(Directions for this task) Extract each line of the data below exactly as written.

--------

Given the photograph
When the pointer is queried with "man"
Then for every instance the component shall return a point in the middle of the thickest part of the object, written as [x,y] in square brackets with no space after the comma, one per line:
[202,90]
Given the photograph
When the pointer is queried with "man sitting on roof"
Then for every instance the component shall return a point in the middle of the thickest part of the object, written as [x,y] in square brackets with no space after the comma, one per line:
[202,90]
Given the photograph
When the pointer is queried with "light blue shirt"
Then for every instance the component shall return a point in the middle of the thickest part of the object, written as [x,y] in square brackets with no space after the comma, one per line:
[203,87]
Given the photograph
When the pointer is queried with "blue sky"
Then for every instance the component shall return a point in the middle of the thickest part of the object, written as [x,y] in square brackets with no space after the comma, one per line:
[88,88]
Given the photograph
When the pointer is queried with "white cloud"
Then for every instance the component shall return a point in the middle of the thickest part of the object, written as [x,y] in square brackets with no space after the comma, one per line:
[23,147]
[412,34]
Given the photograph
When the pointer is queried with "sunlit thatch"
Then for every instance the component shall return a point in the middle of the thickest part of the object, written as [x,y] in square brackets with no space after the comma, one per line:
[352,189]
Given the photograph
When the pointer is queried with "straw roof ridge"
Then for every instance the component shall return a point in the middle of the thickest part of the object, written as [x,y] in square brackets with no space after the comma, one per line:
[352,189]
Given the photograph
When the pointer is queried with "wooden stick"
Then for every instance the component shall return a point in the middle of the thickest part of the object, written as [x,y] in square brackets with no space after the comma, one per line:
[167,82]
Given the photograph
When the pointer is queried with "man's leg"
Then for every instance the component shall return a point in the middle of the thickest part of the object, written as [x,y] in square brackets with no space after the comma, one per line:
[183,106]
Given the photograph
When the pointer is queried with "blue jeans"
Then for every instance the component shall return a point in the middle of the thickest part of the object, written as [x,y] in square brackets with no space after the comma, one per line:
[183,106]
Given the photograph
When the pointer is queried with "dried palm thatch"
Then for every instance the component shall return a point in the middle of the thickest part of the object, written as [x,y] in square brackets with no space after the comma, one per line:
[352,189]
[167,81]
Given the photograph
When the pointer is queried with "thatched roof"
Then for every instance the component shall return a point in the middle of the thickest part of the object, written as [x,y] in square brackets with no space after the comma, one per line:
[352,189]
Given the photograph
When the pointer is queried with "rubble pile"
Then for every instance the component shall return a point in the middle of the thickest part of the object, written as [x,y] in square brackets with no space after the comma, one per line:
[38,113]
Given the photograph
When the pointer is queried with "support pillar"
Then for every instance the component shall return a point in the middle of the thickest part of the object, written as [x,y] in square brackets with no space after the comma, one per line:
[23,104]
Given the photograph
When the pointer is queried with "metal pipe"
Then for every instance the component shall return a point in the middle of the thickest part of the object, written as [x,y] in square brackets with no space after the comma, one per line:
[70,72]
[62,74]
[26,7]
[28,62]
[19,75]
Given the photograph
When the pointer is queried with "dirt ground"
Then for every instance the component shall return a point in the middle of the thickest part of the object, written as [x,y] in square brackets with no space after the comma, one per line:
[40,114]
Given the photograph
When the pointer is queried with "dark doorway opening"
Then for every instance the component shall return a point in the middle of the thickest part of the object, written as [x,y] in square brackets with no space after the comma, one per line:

--------

(Solution)
Given the photograph
When the pointer is queried with "man"
Then for every instance the component shall return a point in the middle of the thickest part of the object, written as [x,y] in square brackets with no space after the comma, one per line:
[202,90]
Given the photograph
When the pointer is queried with "man sitting on roof"
Then for every instance the component shall return a point in the middle of the thickest part of the object, written as [x,y] in square brackets with no space after the comma, one per line:
[202,90]
Given the photograph
When the pointer is queried with "light blue shirt"
Then for every instance the component shall return a point in the middle of the thickest part of the object, written as [x,y] in square brackets with no space after the comma, one per line:
[203,87]
Given the photograph
When the pointer is queried with "blue sky"
Then for every instance the component shall return a point in the middle of the thickest part of the object, written as [x,y] in square brackets with no space after the comma, one per line:
[88,88]
Given the photograph
When the pointer is queried with "white cloud"
Then for every instance the component shall return a point in the middle of the thickest part of the object, written as [x,y] in square brackets with no space after the comma, one per line:
[23,147]
[412,34]
Given the photograph
When the pointer is queried with "sunlit thatch"
Then for every instance the component shall return a point in the middle of the thickest part of the object, written as [x,y] in square brackets with no space after the comma, one per line:
[352,189]
Given the photograph
When the pointer is queried with "straw roof ridge"
Then for every instance the component shall return a point in the middle of the thickest part of the object, written as [x,y] in square brackets with no space after the comma, one per line:
[352,189]
Given the photograph
When the pointer is queried with "wooden stick"
Then for every instance the component shall return a point in the middle of the thickest part of the object, written as [x,y] in square brackets with no space after the comma, one per line:
[167,82]
Given the photograph
When the pointer is queried with "man's leg"
Then for every instance the component shall return a point in the middle of the thickest part of the object, written as [x,y] in square brackets with no space after the comma, one per line:
[183,106]
Given the photograph
When the pointer is queried with "blue jeans"
Then for every instance the component shall return a point in the middle of the thickest part of the object, written as [x,y] in square brackets with no space after the comma, one per line:
[183,106]
Given the photograph
When the pointer is queried with "dried palm thatch"
Then for every instance the component shall return a point in the middle of the thickest part of the object, written as [x,y] in square brackets with no space after the comma, one per line:
[352,189]
[167,81]
Given the photograph
When the pointer is queried with "thatched roof"
Then for every instance the component shall return a point in the middle of the thickest part of the object, written as [x,y] in square brackets with no space after the comma, one per line:
[352,189]
Given the photograph
When the pointer is queried with "rubble pile"
Then for every instance the component shall return a point in the middle of the thickest part of the object, written as [x,y] in square brackets with no space after the comma, one per line:
[38,113]
Given the photograph
When the pointer is queried with "support pillar"
Then for every instance the component shall return a point in the middle of the thickest part of the object, written as [x,y] in square brackets with no space after the comma, one per line:
[23,104]
Given the photograph
When the pointer is queried with "metal pipe"
Then for every instance the component shall return a point in the middle of the thickest part of the object, written as [x,y] in square brackets with no space after the comma, one per line:
[70,72]
[62,74]
[26,7]
[28,62]
[19,75]
Given the photograph
When the pointer is queried with "dirt ground"
Then for every instance the component shall return a point in the middle of the thickest part of the object, written as [x,y] in square brackets with no space after the comma, one per line:
[40,114]
Given the photograph
When the pointer is queried with "dark doorway opening"
Then for every instance the component shall return a point in the middle of the thickest part of the object, written as [x,y] in square brackets with no space after the comma, one per line:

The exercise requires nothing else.